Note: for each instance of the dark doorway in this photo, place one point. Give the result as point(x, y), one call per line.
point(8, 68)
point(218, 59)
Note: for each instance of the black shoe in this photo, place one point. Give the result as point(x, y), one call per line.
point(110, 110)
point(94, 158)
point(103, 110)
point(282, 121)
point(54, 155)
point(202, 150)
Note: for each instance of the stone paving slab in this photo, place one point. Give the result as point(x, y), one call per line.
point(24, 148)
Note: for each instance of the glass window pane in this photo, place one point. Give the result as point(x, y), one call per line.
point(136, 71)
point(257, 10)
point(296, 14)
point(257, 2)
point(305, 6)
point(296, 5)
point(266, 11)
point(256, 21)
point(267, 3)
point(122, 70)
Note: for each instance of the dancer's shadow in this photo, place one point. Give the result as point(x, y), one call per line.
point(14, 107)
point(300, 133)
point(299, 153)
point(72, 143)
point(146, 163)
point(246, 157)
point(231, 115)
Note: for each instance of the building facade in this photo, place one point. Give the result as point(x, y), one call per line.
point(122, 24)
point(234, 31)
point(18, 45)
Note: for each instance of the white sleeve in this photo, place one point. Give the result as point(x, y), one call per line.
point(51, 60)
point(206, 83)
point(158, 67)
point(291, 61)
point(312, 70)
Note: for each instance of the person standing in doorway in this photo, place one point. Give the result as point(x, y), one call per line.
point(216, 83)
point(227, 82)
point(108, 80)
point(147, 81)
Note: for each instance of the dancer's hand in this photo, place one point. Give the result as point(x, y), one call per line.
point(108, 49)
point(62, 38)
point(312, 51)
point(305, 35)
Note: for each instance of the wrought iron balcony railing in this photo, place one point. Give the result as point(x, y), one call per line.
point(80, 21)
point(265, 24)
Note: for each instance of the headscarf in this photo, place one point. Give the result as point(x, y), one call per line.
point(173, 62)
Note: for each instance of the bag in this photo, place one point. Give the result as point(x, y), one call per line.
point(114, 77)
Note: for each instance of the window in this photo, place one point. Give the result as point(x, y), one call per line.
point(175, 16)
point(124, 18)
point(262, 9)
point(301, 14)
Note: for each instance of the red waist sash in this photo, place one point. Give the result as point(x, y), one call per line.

• • • •

• Brief: Rewrite the whole listing, switching each "place one point" to "mark one point" and keeping everything else the same.

• The output:
Note: for each instance of the dark doorway in this photo, mark one point. Give the result as point(x, y), one call per line.
point(8, 68)
point(218, 59)
Note: for each instance of the black shoe in this photo, mark one point. Give the result as point(x, y), one call per line.
point(110, 110)
point(94, 158)
point(103, 110)
point(282, 121)
point(54, 155)
point(202, 150)
Note: for each instance of the stone paving slab in this photo, mark one point. Give the result as point(x, y), one call per line.
point(24, 148)
Note: for each instance of the glass window pane in this photo, mark one point. Give the result as point(x, y), one call per line.
point(136, 71)
point(257, 10)
point(296, 14)
point(257, 2)
point(305, 6)
point(296, 5)
point(266, 11)
point(256, 21)
point(267, 3)
point(122, 70)
Note: for each instance of the dancer's shadow in this photo, mark one point. Give the result as point(x, y), one call per line.
point(14, 107)
point(300, 133)
point(299, 153)
point(72, 143)
point(146, 163)
point(246, 157)
point(231, 115)
Note: for each instance of the building facade in this photo, mark one point. Give the result as point(x, y), one call per line.
point(122, 24)
point(234, 31)
point(18, 45)
Note: for each instance of the white sleeve in this photo, mark one point. Give the result as point(x, y), one call per line.
point(51, 60)
point(206, 83)
point(158, 67)
point(291, 61)
point(312, 70)
Note: for each instance of the person standing in doorway in this photo, mark one point. Give the result as point(x, y), one call per line.
point(216, 83)
point(227, 82)
point(108, 80)
point(147, 81)
Note: for each instance of the dancer's hand in this photo, mark one point. Give the result as point(x, y), one call per line.
point(108, 49)
point(62, 38)
point(312, 51)
point(305, 35)
Note: for each instance of the wrought iron balcony railing in this photo, mark one point. Give the result as point(x, y), one call per line.
point(80, 21)
point(265, 24)
Note: for each instance of the headscarf in this photo, mark one point. Give the result as point(x, y), one call per line.
point(173, 62)
Note: for each instance of the bag in this photo, mark one point. Give the result as point(x, y), one call per line.
point(114, 77)
Note: for each instance of the window in this photo, mark one point. Give the result as point(x, y), one call per line.
point(175, 16)
point(124, 18)
point(262, 9)
point(301, 14)
Note: for each instance of the red waist sash in this photo, mark one point. Give the result as point(x, y), one call per line.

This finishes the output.